# Task goal
The whole listing below should be output again, word for word.

# Information given

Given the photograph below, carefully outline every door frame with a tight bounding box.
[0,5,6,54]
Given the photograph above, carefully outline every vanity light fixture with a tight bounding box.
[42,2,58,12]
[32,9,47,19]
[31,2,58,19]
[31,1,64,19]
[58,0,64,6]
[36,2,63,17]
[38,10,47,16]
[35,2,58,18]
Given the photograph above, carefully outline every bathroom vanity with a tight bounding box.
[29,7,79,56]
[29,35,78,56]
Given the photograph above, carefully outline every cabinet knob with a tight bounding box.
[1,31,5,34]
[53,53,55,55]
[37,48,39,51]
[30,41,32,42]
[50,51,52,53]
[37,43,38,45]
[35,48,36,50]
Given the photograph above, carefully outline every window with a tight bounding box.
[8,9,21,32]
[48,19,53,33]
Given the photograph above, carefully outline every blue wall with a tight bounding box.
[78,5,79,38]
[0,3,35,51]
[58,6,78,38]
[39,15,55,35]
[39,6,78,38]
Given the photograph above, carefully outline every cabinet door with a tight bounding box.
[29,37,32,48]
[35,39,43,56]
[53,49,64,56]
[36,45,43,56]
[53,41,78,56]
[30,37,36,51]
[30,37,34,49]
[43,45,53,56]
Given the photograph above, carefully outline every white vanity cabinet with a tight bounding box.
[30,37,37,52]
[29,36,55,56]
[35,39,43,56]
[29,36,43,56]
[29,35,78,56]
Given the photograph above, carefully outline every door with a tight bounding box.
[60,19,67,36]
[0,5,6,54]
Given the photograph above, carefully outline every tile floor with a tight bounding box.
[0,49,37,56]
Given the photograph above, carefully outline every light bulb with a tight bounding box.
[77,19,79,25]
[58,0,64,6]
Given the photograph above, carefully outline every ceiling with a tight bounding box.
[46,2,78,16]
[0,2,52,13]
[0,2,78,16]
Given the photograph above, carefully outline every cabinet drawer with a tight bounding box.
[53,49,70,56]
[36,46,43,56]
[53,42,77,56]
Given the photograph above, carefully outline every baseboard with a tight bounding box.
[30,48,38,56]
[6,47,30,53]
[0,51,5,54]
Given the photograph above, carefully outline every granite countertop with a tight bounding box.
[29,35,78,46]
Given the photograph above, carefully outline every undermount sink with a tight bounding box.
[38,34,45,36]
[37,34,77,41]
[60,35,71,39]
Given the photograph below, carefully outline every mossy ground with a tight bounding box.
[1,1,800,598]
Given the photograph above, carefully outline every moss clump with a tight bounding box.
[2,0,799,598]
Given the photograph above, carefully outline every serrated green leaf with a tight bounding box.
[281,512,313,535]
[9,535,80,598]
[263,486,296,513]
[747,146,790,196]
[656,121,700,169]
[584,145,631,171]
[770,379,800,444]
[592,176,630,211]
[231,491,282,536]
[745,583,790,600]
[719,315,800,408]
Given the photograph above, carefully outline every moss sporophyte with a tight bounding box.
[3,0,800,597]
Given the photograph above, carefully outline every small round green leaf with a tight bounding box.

# Solution to the problem
Given the photograph below, carefully outline every door frame with a tight bounding box.
[0,5,6,54]
Given the photograph above, carefully outline every vanity light fixture with a tight bounding box.
[42,2,58,12]
[32,9,47,19]
[31,2,58,19]
[31,1,64,19]
[58,0,64,6]
[36,2,63,17]
[38,10,47,16]
[35,2,58,18]
Given the photograph above, carefully outline every bathroom vanity with a tight bounding box.
[29,7,79,56]
[29,35,78,56]
Given the photograph above, carefully outline every cabinet knob with a tight bounding box.
[1,31,5,34]
[53,53,55,55]
[37,48,39,51]
[30,41,32,42]
[50,51,52,53]
[37,43,38,45]
[35,48,36,50]
Given the photograph above, carefully outline every window with a tight bounding box.
[8,9,21,32]
[48,19,53,33]
Given the photograph above, carefully outline every blue wall with a tight bounding box.
[78,5,79,38]
[0,3,35,51]
[58,6,78,38]
[39,15,55,35]
[39,6,78,38]
Given the photograph above, carefully outline every cabinet door with a tight bounding box.
[29,37,32,48]
[35,39,43,56]
[53,49,64,56]
[36,45,43,56]
[53,41,78,56]
[30,37,36,51]
[30,37,34,49]
[43,45,53,56]
Given the photograph above, carefully outline every white vanity cabinet with a tight bounding box.
[30,37,37,52]
[29,36,55,56]
[35,39,43,56]
[29,36,43,56]
[29,35,78,56]
Given the photograph above, carefully outline every door with a tight bounding box.
[60,19,67,36]
[0,5,6,54]
Given the photograph above, carefully outline every tile floor with a tight bounding box.
[0,49,37,56]
Given the photograph above, carefully outline every light bulb with a tight bounding box.
[77,19,79,25]
[58,0,64,6]
Given the photograph above, carefully outline every ceiling with a tight bounding box.
[46,2,78,16]
[0,2,52,13]
[0,2,78,16]
Given the photograph above, carefully outline every cabinet drawer with a tight bounding box.
[53,49,70,56]
[36,46,43,56]
[53,42,77,56]
Given the photograph above, carefully outline every baseboard with a tight bounding box.
[30,48,38,56]
[6,47,30,53]
[0,51,5,54]
Given the photograph above, carefully outline every granite countertop with a tight bounding box.
[29,35,78,46]
Given the photograph above, carefully outline every undermount sink with a tight bounding box.
[38,34,45,36]
[37,34,77,41]
[60,35,71,39]
Given the photograph below, carefully outline every mossy ground with a tight bounding box.
[1,1,800,598]
Given the photograph above, carefully outline every moss clump with a tight bounding box.
[2,0,799,598]
Given the photograph above, carefully outline every serrated green leaf with a tight bounding box.
[281,512,313,535]
[9,535,80,598]
[263,486,296,513]
[747,146,790,196]
[656,121,700,169]
[584,145,631,171]
[770,379,800,444]
[592,176,630,211]
[231,491,282,536]
[745,583,790,600]
[719,315,800,408]
Given the photograph above, carefully outline every moss sporophyte with a tight bounding box.
[3,0,800,597]
Given the photograph above, carefully outline every small round green leaf with a tight bounding box.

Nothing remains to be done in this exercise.